- _Given exercise 1_:
Translate into French the following sentence from the blog post about "Santa's Unexpected Visit": "Disney was kinda bumbling around for a while during their tenure as publisher."
- _Given exercise 2_:
Reproduce verbatim the stretch of the blog post about "Santa's Unexpected Visit" from "Wednesday, December 19, 2018" through "just been reprinted.".

Wednesday, December 19, 2018

"Santa's Unexpected Visit"

And now, another eight-pager, also from CP7. You more than likely know this one, at least if you're American, as it's been reprinted TWICE in modern times: first by Gladstone in 1988 in their first Christmas Parade, and then by Disney in 1990 in their first Holiday Parade (WAR ON CHRISTMAS ARGLEBARLE). It's not too bad for what it is, but printing it twice in three years still feels like significant overkill. Disney was kinda bumbling around for a while during their tenure as publisher. They probably weren't even aware the story had just been reprinted.

For this story to work, you DO need to accept this somewhat, uh, unusual characterization of Scrooge. It DOES infantilize him to a significant degree, which you may find endearing or you may find obnoxious, BUT, given the tendency of a lot of non-Barkses to portray him as a total monster, I can deal with this. I certainly wouldn't want this to be the prevailing consensus opinion on what the character is like, but I find it generally pleasant here.

You see this and you wonder, wait a second, what, "I only have to list one good deed?" what is this nonsense what's going on here. Yes, that is explained later on, but still...I dunno.

So yeah, of course, the bulk of the story consists of him obliviously helping out various people and animals while he strains to remember something good he's done. It's all sweet and funny enough, but I must say, thinking about it for more than one second makes you realize: dude, you seriously can't remember one decent thing you did over the course of the year? This seems to suggest, not just blinkus of the thinkus, but some sort of serious mental illness. Like, your self-image is of an actual psychopath? Jeez.

Still, as I said: it's nice and fun and festive. I like that dude benevolently smiling up at him.

Not sure whether "at heart" is the right term.  Or...well, maybe it is, sort of: I do think the idea is interesting: that at a conscious level, he only thinks about money; but instinctively, he does good things.  He's a boy "at heart," but he doesn't even realize what that entails; he thinks it's just about writing to Santa, but it's actually about doing more than just obsessing about money all the time.  It's actually pretty nuanced (I mean, more in theory than in practice obviously, but still), and it would certainly be a workable framework for writing the character. I think I've already talked about this elsewhere, but given the shit he's constantly putting his relatives through, there have to be off-panel moments of kindness for them to be willing to tolerate him, and this is how that could work.

- _Record excerpts_:
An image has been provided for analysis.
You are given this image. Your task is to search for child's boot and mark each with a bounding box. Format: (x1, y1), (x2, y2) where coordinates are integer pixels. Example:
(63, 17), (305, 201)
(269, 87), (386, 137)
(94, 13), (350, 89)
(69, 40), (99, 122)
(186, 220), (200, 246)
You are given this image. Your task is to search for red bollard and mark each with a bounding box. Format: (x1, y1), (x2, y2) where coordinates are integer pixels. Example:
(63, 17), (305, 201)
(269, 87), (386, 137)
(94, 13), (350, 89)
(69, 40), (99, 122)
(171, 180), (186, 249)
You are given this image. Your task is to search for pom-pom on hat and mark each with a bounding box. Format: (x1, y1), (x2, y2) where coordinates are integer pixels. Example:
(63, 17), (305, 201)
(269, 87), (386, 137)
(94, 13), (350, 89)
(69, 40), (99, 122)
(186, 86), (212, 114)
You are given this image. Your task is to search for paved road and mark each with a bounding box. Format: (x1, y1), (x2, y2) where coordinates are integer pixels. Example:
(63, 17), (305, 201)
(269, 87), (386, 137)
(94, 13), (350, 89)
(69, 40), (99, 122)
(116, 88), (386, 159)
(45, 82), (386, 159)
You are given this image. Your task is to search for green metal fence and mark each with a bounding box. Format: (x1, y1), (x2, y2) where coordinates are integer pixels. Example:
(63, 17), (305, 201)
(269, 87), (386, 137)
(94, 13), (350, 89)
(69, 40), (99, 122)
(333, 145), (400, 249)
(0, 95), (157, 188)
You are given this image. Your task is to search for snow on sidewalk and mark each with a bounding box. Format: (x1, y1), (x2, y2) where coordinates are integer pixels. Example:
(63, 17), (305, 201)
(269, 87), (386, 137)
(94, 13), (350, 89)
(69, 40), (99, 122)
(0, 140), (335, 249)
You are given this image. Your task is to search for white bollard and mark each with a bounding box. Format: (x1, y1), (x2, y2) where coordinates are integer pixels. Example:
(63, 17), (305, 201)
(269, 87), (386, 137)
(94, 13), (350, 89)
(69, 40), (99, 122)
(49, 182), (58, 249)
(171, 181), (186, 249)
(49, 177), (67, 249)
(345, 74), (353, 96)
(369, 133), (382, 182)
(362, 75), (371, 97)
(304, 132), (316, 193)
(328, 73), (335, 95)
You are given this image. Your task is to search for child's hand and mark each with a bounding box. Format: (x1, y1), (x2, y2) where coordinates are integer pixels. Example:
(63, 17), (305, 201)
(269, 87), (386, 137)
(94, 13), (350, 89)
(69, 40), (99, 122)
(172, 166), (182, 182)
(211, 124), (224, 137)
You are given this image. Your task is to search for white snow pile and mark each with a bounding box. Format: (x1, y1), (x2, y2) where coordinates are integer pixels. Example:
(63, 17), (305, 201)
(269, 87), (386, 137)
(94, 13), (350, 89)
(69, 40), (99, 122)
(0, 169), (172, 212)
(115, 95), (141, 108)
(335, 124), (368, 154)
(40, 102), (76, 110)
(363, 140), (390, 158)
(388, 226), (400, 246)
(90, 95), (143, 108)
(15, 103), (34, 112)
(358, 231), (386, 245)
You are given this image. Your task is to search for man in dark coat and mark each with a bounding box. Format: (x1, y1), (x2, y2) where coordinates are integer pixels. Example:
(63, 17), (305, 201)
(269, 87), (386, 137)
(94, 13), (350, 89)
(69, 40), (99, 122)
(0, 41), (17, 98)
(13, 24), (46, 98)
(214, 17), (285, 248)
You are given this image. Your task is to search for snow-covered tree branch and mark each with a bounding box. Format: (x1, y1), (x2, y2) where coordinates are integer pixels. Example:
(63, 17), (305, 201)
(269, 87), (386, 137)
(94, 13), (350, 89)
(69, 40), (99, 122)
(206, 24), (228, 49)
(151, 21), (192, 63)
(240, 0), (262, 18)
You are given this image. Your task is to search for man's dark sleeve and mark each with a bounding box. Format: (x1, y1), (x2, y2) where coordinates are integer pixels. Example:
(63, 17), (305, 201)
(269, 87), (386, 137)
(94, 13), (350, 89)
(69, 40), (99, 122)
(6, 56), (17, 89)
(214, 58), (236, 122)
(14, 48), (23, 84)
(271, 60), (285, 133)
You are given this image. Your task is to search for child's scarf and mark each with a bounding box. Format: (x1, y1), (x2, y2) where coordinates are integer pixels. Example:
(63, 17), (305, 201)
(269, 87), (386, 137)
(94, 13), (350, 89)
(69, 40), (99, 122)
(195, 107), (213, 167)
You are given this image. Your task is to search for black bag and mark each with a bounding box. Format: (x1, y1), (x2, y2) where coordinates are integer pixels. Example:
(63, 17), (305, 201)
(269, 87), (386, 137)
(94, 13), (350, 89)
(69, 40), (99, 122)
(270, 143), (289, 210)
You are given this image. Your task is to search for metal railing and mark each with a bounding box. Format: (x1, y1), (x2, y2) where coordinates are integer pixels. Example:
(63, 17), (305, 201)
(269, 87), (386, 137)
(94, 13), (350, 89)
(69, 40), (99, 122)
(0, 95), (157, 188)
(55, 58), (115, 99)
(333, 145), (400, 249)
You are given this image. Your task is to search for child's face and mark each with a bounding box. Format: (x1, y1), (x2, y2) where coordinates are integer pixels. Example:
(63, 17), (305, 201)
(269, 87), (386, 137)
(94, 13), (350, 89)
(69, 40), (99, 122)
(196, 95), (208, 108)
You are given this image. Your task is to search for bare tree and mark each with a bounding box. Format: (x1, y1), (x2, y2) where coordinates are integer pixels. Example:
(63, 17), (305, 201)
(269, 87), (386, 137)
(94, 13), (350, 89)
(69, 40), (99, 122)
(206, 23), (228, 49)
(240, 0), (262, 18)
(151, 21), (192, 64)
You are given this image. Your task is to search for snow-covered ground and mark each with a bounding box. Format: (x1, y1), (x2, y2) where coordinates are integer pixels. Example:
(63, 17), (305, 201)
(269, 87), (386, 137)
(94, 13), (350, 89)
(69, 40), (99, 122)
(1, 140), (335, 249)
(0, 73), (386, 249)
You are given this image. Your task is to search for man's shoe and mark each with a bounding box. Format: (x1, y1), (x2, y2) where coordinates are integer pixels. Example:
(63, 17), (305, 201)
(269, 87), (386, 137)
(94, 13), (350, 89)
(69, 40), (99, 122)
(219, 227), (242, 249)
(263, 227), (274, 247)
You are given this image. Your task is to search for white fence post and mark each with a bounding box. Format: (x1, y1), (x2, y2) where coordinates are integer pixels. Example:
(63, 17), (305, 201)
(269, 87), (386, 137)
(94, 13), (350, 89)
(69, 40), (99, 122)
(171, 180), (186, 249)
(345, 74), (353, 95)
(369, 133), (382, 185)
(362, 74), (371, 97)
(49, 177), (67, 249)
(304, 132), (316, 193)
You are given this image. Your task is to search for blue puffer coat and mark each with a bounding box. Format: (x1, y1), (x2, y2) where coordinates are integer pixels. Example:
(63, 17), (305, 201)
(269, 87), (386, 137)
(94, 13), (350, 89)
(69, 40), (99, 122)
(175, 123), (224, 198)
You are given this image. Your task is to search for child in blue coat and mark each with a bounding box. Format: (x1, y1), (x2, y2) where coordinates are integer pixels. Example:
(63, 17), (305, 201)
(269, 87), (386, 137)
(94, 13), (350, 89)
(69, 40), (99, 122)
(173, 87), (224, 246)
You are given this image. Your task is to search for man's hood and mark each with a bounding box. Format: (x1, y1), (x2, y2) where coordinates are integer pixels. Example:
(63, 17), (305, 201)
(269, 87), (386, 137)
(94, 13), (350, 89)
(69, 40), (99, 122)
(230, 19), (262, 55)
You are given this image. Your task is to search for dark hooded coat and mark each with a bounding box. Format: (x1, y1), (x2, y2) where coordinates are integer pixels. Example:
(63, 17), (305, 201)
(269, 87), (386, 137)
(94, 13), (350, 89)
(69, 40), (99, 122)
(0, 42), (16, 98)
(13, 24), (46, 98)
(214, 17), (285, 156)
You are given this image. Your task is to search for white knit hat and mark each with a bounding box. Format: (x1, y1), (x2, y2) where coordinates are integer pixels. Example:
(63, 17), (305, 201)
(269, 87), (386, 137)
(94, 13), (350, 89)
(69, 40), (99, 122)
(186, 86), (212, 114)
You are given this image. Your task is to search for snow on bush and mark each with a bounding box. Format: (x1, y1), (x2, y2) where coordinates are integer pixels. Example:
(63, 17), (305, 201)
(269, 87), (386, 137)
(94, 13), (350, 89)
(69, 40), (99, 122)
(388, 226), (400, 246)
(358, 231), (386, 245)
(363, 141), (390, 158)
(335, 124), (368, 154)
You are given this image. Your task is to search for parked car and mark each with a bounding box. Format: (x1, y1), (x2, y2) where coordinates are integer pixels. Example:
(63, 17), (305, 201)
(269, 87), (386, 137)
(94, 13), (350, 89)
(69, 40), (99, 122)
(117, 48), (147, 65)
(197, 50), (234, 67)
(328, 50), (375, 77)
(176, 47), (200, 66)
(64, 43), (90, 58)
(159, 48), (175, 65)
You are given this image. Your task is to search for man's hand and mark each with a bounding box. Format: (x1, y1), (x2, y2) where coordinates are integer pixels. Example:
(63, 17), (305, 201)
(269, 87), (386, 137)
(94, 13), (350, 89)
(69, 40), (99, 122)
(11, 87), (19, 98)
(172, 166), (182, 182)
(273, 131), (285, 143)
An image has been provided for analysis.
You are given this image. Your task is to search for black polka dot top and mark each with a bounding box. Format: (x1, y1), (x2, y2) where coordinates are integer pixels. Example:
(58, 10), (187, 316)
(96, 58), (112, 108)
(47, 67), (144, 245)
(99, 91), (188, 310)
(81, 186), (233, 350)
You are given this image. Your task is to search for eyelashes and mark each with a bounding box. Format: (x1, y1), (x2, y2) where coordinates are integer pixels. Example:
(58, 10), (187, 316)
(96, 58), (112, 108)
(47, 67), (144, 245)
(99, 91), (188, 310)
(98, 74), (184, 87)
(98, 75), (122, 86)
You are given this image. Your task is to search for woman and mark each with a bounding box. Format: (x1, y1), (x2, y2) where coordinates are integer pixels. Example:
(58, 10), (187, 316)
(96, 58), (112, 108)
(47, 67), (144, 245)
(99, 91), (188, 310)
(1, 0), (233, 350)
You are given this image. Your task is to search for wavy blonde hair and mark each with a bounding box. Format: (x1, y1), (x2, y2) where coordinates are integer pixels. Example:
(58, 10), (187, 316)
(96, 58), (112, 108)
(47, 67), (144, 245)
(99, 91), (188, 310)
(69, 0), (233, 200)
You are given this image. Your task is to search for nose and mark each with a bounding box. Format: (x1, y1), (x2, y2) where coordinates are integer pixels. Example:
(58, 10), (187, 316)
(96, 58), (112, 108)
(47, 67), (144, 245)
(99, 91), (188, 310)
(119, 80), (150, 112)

---

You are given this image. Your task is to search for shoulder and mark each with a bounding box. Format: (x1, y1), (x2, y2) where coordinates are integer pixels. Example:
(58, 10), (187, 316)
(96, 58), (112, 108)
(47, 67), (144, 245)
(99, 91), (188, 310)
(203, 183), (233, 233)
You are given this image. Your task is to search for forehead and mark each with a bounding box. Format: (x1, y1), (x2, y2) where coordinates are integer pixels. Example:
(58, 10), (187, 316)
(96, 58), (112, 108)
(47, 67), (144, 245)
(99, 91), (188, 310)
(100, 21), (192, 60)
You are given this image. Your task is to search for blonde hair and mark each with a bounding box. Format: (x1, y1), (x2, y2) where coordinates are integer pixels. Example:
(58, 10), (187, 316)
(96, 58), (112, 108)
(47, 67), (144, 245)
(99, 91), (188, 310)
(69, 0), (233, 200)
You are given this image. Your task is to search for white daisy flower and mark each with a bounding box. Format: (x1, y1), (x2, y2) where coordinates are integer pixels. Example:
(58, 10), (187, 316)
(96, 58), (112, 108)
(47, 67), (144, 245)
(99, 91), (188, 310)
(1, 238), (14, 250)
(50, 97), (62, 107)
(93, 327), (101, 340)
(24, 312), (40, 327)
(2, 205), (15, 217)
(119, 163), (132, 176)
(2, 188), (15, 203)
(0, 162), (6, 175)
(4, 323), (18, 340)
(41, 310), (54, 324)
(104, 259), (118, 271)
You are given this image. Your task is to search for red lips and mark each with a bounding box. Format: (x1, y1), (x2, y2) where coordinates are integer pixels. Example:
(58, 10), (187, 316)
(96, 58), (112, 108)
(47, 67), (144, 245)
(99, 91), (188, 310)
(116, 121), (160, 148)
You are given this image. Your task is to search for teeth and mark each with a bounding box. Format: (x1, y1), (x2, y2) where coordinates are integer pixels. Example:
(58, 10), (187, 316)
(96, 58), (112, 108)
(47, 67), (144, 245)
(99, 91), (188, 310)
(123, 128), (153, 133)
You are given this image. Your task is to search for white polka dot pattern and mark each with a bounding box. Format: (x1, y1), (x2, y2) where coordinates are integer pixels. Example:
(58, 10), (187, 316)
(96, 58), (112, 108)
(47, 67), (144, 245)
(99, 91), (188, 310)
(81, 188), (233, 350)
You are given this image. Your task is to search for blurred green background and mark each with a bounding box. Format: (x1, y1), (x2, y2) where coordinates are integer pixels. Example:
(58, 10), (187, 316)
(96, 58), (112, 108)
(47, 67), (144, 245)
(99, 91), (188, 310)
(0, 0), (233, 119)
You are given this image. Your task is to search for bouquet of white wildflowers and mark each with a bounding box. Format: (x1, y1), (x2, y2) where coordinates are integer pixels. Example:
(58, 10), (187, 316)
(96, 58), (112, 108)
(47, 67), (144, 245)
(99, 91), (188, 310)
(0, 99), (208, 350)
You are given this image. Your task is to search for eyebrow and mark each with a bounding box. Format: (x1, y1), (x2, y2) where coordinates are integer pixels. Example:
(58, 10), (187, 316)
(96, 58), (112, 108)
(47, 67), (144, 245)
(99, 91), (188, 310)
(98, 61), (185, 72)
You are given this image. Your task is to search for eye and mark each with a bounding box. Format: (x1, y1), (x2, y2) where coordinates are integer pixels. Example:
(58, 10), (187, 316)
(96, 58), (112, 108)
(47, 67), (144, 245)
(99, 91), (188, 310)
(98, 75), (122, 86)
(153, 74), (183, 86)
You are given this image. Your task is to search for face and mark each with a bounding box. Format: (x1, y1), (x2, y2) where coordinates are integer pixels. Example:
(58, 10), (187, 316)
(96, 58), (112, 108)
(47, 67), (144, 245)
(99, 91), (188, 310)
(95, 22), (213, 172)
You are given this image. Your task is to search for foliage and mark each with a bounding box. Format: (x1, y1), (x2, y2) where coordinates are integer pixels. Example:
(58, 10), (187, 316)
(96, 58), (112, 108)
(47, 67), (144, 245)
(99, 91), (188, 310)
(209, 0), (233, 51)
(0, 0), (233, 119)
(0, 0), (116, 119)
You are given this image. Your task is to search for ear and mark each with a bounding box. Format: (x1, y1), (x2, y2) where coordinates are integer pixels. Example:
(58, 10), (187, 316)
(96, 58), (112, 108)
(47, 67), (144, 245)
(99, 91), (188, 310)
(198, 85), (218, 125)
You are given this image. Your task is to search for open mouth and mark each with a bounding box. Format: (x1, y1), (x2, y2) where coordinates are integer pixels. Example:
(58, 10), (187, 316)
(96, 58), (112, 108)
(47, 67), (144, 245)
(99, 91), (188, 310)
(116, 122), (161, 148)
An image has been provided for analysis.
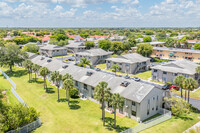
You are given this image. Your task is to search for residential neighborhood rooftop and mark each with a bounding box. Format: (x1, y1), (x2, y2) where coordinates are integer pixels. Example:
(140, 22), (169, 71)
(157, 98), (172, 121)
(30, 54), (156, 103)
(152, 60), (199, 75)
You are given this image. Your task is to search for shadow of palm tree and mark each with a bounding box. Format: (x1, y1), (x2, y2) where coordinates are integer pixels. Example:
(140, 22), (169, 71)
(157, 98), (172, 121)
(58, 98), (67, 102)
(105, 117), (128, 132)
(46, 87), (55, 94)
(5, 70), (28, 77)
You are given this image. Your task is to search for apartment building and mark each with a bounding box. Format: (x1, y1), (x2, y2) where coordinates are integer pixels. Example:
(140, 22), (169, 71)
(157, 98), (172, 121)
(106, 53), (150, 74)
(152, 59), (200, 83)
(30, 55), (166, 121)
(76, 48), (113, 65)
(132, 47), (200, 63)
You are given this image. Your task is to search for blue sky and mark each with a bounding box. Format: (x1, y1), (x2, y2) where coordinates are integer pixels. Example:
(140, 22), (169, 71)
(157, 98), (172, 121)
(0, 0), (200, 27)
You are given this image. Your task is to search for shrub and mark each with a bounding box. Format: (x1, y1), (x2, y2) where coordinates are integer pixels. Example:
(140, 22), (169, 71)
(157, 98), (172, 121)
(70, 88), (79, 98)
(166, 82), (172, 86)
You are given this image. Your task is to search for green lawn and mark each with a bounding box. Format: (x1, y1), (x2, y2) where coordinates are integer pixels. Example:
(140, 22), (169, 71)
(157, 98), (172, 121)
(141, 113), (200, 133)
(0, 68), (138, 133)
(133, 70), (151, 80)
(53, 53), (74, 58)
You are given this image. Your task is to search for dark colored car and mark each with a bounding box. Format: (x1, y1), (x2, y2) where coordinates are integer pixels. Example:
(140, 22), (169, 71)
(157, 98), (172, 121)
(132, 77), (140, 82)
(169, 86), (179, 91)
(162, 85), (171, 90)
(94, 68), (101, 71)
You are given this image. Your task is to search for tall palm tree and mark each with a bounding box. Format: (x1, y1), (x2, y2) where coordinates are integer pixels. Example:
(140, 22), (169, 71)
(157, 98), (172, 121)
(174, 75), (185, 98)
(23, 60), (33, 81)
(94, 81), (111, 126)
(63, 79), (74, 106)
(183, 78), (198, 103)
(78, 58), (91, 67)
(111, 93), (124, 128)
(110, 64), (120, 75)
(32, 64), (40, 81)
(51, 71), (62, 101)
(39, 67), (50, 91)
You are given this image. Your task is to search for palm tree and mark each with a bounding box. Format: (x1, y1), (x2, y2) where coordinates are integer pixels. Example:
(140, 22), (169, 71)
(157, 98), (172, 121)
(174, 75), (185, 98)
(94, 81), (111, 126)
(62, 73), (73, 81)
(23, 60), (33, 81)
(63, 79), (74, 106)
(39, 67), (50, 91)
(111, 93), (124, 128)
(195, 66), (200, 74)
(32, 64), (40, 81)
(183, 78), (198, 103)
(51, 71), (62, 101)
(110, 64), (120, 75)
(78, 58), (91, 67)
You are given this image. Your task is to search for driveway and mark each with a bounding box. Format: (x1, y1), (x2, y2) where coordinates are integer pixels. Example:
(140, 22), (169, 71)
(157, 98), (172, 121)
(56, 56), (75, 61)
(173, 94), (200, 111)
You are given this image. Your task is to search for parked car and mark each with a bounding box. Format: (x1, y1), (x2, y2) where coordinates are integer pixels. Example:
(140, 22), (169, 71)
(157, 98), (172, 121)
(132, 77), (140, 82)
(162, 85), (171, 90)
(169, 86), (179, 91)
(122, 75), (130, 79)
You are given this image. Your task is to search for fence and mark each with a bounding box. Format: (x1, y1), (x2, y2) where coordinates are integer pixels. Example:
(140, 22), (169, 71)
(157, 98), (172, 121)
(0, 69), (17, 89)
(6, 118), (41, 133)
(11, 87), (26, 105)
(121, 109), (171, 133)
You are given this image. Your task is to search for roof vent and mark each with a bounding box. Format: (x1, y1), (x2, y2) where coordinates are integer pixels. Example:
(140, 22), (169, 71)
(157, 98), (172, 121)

--

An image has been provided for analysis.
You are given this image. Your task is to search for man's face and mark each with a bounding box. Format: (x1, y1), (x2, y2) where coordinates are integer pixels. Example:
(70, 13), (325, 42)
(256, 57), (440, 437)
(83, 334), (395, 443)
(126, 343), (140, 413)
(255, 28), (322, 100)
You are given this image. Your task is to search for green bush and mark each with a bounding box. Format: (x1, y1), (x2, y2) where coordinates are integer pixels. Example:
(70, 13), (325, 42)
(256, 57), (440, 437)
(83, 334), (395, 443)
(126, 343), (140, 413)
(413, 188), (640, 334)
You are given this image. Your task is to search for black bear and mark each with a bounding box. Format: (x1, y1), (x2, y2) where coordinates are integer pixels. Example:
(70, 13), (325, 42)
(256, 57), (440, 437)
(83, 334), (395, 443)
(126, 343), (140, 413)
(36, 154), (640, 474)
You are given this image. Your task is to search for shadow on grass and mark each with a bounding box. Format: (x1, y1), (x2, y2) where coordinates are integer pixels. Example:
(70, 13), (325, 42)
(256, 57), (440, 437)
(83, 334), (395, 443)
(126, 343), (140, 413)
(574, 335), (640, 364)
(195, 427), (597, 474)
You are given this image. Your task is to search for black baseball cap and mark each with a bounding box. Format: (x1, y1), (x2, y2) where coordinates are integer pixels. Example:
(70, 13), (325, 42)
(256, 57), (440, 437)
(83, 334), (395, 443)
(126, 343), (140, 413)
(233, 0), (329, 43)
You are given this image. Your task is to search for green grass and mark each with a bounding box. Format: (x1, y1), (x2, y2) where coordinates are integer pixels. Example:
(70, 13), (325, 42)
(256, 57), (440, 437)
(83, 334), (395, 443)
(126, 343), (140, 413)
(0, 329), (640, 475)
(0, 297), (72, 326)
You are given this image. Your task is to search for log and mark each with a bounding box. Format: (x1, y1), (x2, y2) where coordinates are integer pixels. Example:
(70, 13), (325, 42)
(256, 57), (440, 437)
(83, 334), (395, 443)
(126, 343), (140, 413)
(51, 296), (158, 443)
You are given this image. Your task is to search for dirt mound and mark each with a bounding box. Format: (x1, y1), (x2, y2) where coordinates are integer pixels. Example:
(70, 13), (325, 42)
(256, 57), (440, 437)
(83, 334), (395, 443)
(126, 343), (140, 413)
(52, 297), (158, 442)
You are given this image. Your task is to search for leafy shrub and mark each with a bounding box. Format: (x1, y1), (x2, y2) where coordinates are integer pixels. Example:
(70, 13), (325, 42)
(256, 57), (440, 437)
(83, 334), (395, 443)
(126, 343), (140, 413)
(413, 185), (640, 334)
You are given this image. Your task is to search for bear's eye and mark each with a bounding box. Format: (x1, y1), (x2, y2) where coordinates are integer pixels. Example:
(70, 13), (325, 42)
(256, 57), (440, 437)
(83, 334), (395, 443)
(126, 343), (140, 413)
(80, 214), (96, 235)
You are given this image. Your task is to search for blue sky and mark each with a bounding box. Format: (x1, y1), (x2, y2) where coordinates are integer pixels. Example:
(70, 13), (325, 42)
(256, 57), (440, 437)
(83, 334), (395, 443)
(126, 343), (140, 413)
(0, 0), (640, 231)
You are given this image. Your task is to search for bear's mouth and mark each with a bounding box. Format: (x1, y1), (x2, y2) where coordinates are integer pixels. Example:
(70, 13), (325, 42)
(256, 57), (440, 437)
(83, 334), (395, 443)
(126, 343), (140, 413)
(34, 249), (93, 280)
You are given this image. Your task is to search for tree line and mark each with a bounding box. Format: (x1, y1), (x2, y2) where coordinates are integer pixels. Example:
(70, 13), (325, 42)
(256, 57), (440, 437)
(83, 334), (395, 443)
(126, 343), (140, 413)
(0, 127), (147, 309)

- _Task solution 1_:
Disney a pas mal tâtonné pendant un certain temps durant sa période en tant qu'éditeur.

- _Task solution 2_:
Wednesday, December 19, 2018

"Santa's Unexpected Visit"

And now, another eight-pager, also from CP7. You more than likely know this one, at least if you're American, as it's been reprinted TWICE in modern times: first by Gladstone in 1988 in their first Christmas Parade, and then by Disney in 1990 in their first Holiday Parade (WAR ON CHRISTMAS ARGLEBARLE). It's not too bad for what it is, but printing it twice in three years still feels like significant overkill. Disney was kinda bumbling around for a while during their tenure as publisher. They probably weren't even aware the story had just been reprinted.